Texto de leitura:
_ _ _

Raio-X das rodovias

Recebendo menos investimentos a cada ano, estradas brasileiras elevam cada vez mais o custo do transporte

Paula Gama Colaboração para o UOL Fabian Ribeiro/ Agência Free Lancer/ Estadão Conteúdo

2021 ficou marcado como o ano de menor investimento em infraestrutura para transportes rodoviários nas últimas duas décadas.

Um levantamento que avaliou 109.103 quilômetros de estradas pavimentadas federais e estaduais constatou que o estado geral de 61,8% da malha rodoviária brasileira é classificado como regular, ruim ou péssimo.

Os resultados fazem parte da 24ª edição da Pesquisa CNT de Rodovias, realizada pela Confederação Nacional do Transporte e compartilhada pela entidade com o UOL Carros.

Retrocesso de sete anos

Para a avaliação do estado geral das rodovias, são analisadas três características: Pavimento, Sinalização e Geometria da Via. Elas levam em conta, respectivamente, variáveis como condições do pavimento, placas e alguns elementos da via, como as curvas.

Tais aspectos recebem classificações que vão desde ótimo e bom a regular, ruim e péssimo. Nesta edição da pesquisa, todas as cinco regiões do Brasil foram percorridas, durante 30 dias, por 21 equipes de pesquisadores.

De acordo com a pesquisa da CNT, as rodovias federais públicas apresentam queda de qualidade. Para a Confederação, após anos de investimentos bem-sucedidos feitos pelo governo federal por meio do programa BR-Legal - lançado em 2014 pelo governo Dilma Rousseff (PT) para melhorar as condições de sinalização das vias e mantido pelo presidente Jair Bolsonaro (PL) - sua efetividade parece ter chegado ao fim.

Os dados mostram que a qualidade da sinalização das rodovias mantidas pela União em 2021 (64,7% da extensão com problemas) voltou ao mesmo nível de 2014 (63,1% com problemas), quando deu-se início ao programa.

Para o presidente da CNT, Vander Costa, os resultados mostram que a situação precisa ser enfrentada com grande rapidez e assertividade. "A forte retomada de investimentos é urgente e necessária para prover ao país uma malha rodoviária mais moderna e eficiente, condição indispensável para a promoção do desenvolvimento."

_ _ _

Dados registrados:
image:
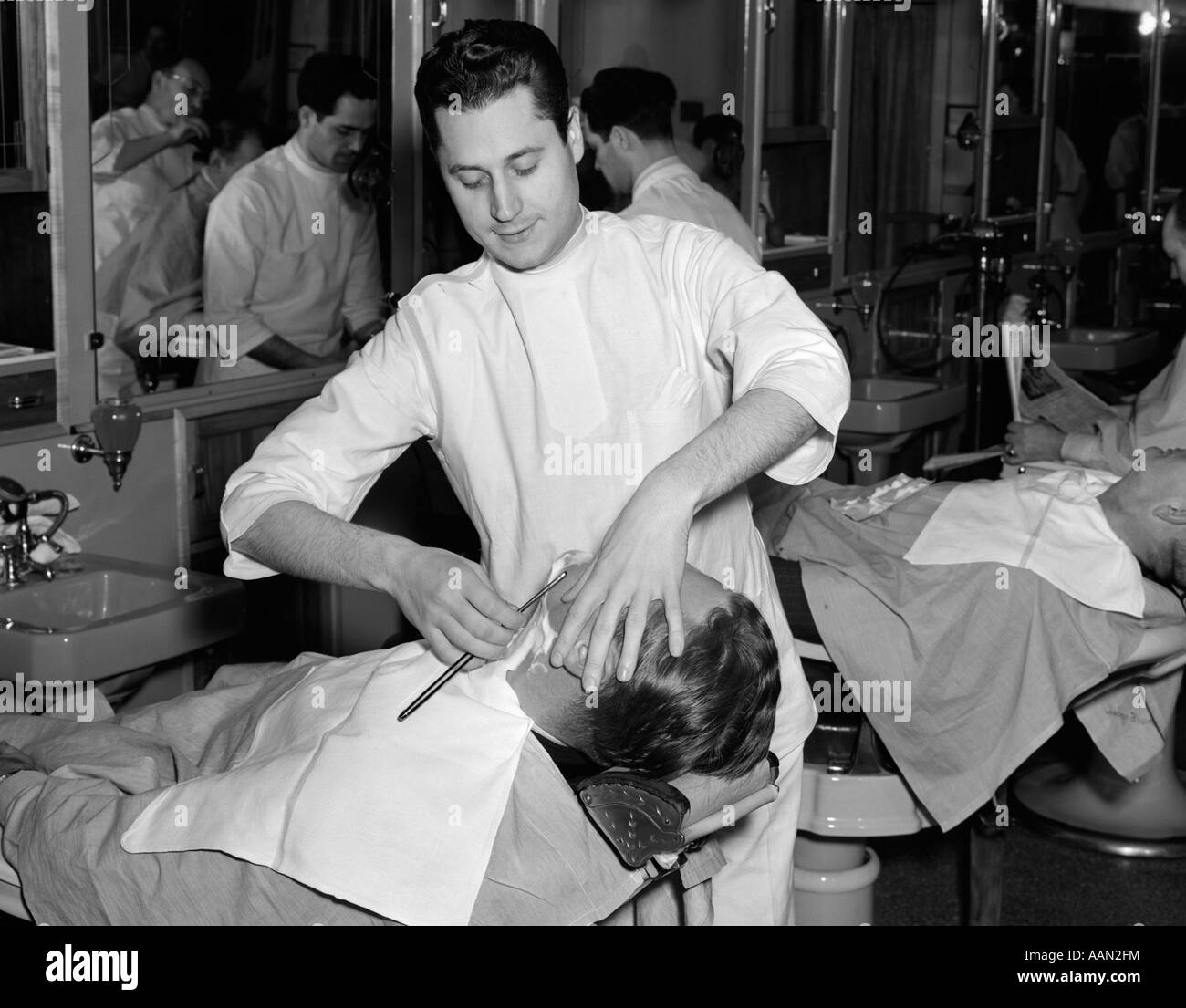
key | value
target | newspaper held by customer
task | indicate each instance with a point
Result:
(1054, 396)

_ _ _

Trabalho pedido:
- a) Responda às perguntas abaixo com base no texto sobre as rodovias.
(i) Quantos quilômetros de estradas pavimentadas foram avaliados no levantamento?
(ii) Quantas equipes de pesquisadores percorreram as regiões do Brasil nesta edição da pesquisa?
(iii) Em que ano foi lançado o programa BR-Legal?
- b) Explique, com base no texto sobre as rodovias, por que o presidente da CNT considera urgente uma forte retomada de investimentos.
Os registros não têm nenhum papel neste trabalho.

Respostas:
- a)
(i) Foram avaliados 109.103 quilômetros.
(ii) Foram 21 equipes de pesquisadores.
(iii) Em 2014.

- b) Segundo ele, essa retomada é necessária para dar ao país uma malha rodoviária mais moderna e eficiente. Essa malha é uma condição indispensável para promover o desenvolvimento.